*** Entries shown ***

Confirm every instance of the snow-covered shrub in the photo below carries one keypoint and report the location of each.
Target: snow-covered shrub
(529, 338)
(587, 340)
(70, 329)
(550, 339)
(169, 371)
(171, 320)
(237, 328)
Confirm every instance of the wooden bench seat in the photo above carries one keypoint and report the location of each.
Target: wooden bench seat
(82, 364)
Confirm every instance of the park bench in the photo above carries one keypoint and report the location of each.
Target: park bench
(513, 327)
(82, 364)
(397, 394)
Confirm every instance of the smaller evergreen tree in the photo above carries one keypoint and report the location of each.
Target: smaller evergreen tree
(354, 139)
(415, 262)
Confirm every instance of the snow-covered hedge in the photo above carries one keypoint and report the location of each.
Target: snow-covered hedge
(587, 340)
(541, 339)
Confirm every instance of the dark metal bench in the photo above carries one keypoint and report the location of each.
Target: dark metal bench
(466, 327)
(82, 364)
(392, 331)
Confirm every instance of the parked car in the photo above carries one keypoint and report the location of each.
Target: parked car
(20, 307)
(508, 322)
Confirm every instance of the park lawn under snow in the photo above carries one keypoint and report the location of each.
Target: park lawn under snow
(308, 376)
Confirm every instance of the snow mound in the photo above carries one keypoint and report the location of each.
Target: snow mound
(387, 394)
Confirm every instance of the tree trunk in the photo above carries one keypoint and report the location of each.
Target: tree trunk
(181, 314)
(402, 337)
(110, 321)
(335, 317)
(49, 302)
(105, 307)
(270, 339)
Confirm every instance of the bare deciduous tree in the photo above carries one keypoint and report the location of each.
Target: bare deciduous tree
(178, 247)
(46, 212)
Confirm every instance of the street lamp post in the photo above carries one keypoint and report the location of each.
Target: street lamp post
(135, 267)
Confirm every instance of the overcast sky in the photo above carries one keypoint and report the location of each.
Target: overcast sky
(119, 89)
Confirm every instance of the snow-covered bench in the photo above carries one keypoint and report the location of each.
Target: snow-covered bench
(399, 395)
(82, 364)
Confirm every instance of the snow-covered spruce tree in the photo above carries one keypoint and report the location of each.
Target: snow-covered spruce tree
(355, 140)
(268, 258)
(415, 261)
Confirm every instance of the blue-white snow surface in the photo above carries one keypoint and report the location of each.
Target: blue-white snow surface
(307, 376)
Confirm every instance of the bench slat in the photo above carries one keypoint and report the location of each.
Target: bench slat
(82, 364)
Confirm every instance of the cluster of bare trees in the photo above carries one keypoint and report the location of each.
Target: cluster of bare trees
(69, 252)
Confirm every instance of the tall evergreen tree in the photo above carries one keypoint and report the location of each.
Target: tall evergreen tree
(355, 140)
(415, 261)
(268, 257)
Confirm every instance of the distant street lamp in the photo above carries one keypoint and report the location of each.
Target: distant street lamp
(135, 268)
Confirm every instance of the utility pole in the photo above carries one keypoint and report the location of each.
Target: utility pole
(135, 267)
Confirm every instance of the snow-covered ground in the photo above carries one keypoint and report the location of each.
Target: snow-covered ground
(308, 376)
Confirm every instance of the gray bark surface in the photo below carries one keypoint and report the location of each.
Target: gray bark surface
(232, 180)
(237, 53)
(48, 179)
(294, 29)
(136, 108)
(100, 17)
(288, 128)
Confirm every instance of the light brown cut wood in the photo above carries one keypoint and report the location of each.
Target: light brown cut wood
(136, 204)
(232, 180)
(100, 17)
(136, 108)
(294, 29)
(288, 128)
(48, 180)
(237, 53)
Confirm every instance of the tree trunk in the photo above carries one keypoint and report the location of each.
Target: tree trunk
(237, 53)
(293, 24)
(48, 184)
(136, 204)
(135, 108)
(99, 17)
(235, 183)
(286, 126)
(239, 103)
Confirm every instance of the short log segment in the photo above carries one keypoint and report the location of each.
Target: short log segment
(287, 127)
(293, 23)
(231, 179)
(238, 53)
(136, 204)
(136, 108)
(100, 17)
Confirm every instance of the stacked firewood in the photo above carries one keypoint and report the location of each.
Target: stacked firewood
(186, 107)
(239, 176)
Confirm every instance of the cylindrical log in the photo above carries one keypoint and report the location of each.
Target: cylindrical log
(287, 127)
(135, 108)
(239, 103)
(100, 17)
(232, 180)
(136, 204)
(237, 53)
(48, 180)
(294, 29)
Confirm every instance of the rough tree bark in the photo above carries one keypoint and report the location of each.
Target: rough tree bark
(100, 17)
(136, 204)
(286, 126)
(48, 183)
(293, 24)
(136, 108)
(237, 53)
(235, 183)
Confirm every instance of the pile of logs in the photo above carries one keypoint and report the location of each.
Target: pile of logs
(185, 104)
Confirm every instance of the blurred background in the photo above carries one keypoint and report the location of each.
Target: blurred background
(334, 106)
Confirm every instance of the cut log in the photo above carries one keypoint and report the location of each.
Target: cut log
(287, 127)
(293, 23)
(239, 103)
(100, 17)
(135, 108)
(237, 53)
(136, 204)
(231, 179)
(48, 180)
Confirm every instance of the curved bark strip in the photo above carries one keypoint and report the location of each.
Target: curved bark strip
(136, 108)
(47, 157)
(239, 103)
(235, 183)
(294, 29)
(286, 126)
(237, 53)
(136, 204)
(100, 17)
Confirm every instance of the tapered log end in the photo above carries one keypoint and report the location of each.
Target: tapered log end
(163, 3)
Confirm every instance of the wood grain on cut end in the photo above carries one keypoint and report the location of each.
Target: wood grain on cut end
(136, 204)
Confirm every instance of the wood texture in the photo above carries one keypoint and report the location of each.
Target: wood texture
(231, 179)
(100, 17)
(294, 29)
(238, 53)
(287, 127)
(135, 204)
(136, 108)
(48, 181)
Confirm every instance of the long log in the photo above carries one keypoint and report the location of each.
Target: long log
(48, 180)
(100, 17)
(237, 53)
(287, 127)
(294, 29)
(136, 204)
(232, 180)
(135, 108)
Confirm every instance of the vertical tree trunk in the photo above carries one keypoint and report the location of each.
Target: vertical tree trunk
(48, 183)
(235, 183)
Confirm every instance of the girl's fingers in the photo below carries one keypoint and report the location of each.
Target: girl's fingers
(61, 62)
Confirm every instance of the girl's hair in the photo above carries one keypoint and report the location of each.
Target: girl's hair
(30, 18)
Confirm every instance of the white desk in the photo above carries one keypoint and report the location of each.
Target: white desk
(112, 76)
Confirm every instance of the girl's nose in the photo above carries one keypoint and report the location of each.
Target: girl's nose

*** End of Entries shown ***

* Exercise instructions: Above are the entries. Quote exactly the lines from the one bearing "Confirm every instance of the bare" through the one bearing "Confirm every instance of the snow-covered bench".

* Written solution:
Confirm every instance of the bare deciduous tree in the photo above carries one keypoint and report the location of each.
Target: bare deciduous tree
(178, 247)
(46, 212)
Confirm every instance of the street lamp post in the photo above carries one keypoint and report the location of each.
Target: street lamp post
(135, 267)
Confirm every instance of the overcast sky in the photo above carries one keypoint and report the location of each.
Target: overcast sky
(119, 89)
Confirm every instance of the snow-covered bench in the photo above carries one keypoint and report the location of each.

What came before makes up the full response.